Work to complete –
Every line below should be repeated exactly.

Stored data –
-- -- --
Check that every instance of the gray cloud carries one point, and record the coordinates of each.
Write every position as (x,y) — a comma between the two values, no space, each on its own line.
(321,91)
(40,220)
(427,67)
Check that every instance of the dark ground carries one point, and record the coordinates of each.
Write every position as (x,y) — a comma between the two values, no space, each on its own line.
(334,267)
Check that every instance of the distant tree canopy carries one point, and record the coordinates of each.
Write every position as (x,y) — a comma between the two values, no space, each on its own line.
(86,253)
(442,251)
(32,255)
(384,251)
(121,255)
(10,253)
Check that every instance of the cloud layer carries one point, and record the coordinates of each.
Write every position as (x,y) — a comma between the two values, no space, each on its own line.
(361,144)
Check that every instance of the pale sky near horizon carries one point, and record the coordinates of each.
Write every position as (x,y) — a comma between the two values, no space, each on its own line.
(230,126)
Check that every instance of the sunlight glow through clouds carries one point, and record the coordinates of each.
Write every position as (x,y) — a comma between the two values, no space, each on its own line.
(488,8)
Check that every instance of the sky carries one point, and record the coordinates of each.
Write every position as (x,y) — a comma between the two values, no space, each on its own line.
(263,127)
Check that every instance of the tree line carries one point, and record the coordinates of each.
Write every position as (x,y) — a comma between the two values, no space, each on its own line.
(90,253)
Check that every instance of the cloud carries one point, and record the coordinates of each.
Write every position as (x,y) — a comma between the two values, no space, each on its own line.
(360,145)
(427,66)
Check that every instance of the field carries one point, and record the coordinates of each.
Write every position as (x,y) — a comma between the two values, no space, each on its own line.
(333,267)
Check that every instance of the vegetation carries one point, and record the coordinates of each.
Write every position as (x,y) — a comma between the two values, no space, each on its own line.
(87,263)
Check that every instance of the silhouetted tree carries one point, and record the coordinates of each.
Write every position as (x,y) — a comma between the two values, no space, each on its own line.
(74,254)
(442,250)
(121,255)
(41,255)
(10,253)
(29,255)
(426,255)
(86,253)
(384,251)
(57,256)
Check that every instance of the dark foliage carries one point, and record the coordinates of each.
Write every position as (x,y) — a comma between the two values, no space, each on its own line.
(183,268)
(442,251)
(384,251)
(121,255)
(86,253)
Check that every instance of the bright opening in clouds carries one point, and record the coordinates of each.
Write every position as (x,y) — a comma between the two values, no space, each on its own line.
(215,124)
-- -- --
Reply –
Check that every instance of the gray cloud carries one point, and record the coordinates of each.
Write every position as (x,y) — a comma between the two values, no space, each on its own line.
(321,91)
(40,220)
(427,67)
Check that every instance of the dark ground carries one point, and record the coordinates of each.
Write every position as (x,y) — a comma between the two values, no space, each on its own line.
(334,267)
Check that every instance of the distant tree canopy carries one point, and record the coordinates of each.
Write every position as (x,y) — a comma between the two values, no space, each on its own line.
(86,253)
(442,251)
(32,255)
(384,251)
(121,255)
(10,253)
Check that every instance of the cloud layer carries one point, and record the coordinates of each.
Write every position as (x,y) — a comma between the two values, no space, each on its own line.
(361,144)
Check that every instance of the pale sky near horizon carries one point, and record the coordinates of each.
Write every position as (x,y) — a comma between the two values, no space, each on its own line.
(230,126)
Check that every instance of the sunlight glow through clouds carries one point, and record the coordinates of each.
Write every position as (x,y) — a comma between the two values, no space, each on its own line.
(488,8)
Check that every instance of the sky carries one point, and record the coordinates of each.
Write every position as (x,y) — a comma between the two values, no space, each on its own line.
(263,127)
Check that every instance of the tree line carries one point, and record the coordinates of each.
Write every position as (x,y) — a comma between the two values, no space, each on its own line.
(90,253)
Check that every instance of the cloud carries one point, and record the coordinates of each.
Write every position as (x,y) — a comma between the two values, no space, each on its own line.
(360,145)
(427,66)
Check that every instance of the field carries one point, and record the coordinates of each.
Write every position as (x,y) — a comma between the two values, no space, each on its own line.
(333,267)
Check that every instance of the vegetation carries one point, and record the coordinates of each.
Write every position as (x,y) — a comma between the two values, no space, each on its own line.
(87,263)
Check that every instance of the silhouetted tree carries one point, and record the coordinates of each.
Write every position as (x,y) — a comma between the two values, no space, each on its own line.
(74,254)
(442,250)
(121,255)
(41,255)
(10,253)
(29,255)
(426,255)
(86,253)
(384,251)
(57,256)
Check that every instance of the dark foliage carries one point, and record the coordinates of each.
Write every position as (x,y) — a comma between the two values, no space, each on its own line.
(183,268)
(442,251)
(384,251)
(121,255)
(86,253)
Check that every instance of the bright opening in clouds carries one point, and record the coordinates of each.
Write every position as (x,y) — a comma between the two values, no space, each on its own line.
(215,124)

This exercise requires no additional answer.